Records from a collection
====================
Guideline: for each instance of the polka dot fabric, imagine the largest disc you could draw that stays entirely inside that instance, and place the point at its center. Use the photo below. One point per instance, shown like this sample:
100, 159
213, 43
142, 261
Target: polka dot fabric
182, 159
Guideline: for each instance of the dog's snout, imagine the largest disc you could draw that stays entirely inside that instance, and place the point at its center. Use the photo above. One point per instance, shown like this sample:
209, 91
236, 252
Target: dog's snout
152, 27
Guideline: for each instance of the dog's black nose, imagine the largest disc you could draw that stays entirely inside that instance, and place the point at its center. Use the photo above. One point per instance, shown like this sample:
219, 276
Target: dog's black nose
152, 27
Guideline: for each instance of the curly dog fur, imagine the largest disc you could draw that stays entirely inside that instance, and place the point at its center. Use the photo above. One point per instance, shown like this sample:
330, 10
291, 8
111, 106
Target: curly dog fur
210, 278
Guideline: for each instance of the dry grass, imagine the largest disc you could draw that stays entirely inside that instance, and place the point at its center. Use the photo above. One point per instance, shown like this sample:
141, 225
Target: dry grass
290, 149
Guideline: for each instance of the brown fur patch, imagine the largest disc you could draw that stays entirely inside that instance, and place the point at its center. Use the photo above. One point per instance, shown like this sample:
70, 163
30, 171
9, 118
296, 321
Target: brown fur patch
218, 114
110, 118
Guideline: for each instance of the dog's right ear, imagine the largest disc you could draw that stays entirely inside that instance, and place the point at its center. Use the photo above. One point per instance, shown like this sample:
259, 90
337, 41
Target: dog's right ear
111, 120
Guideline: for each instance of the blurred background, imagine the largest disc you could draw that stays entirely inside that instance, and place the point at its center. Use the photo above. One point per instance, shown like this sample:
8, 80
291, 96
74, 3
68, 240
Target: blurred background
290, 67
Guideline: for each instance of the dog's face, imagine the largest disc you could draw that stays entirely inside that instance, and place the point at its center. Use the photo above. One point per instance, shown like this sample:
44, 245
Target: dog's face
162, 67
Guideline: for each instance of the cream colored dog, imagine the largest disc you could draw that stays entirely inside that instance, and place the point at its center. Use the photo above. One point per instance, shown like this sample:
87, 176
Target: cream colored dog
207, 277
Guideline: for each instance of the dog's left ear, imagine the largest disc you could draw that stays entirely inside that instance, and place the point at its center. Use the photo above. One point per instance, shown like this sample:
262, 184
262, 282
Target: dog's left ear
====================
EXERCISE DESCRIPTION
Update the items above by replacing every "largest disc" with "biggest circle", leaving all other text as it is.

ANSWER TO THE EXERCISE
Guideline: for each instance of the polka dot fabric, imagine the biggest circle you could draw that stays entirely inside that instance, and place the point at its center. Use the photo below. One point per instance, shown like this sample:
100, 159
213, 43
142, 261
Target: polka dot fabric
182, 159
Guideline: for each instance of the dog's snout, imagine the biggest circle you could draw that stays entirely inside that instance, and place the point at its center. Use the photo above. One point per instance, shown like this sample:
209, 91
236, 252
Target: dog's snout
152, 27
Guideline: for each instance of the dog's black nose, imagine the biggest circle you could draw that stays entirely inside that instance, and place the point at its center. Use the photo above. One point per instance, shown like this sample:
219, 276
Target: dog's black nose
152, 27
Guideline: for each instance of the curly dog fur, imagine the biggest circle you could draw that stays entirely inside that instance, and place the point at its center. Use the photo above. One point per instance, shown like this sample:
330, 10
291, 8
111, 106
Target: curly dog fur
210, 278
Guideline: for each instance of the dry grass, imagine the biggest circle you could draw that stays entirely inside that instance, and place the point at its center. Use the photo above. One point per instance, shown like this sample:
141, 225
Target: dry grass
290, 149
Guideline: for each instance of the brown fur patch, imagine the biggest circle you could draw that stays entirely inside that instance, and place the point at its center. Use the photo above. One point per instance, shown like this sample:
70, 163
30, 171
9, 118
296, 321
Target: brown fur patch
218, 114
110, 118
Guideline: for each instance of the dog's right ear, imagine the biggest circle you could draw that stays entirely inside that instance, and place the point at its center. Use the photo above. One point per instance, shown like this sample:
259, 90
337, 41
Target: dog's right ear
111, 120
Guideline: for each instance of the blurred background, imagine the biggest circle you could draw that stays entirely inside that instance, and place the point at its center. Use the photo above. One point per instance, shown like this sample:
8, 80
291, 96
74, 3
68, 240
Target: blurred background
290, 67
Guideline: for each instance of the dog's face, imagine the biggest circle you could draw that stays entirely inside that instance, and place the point at its center. Use the photo above. One point per instance, shown like this sample:
44, 245
Target: dog's face
162, 67
Guideline: for each instance of the cream colored dog, imagine the biggest circle you could draw that stays entirely inside that instance, and place the point at its center. Use the photo above. One point per instance, shown like this sample:
87, 176
Target: cream colored dog
207, 277
Guideline: for each instance of the dog's left ear, imagine the biggest circle you could draw that stays entirely inside that instance, and place the point at its center. Use the photo above. One point per instance, shown like this sample:
262, 184
262, 282
Target: dog's left ear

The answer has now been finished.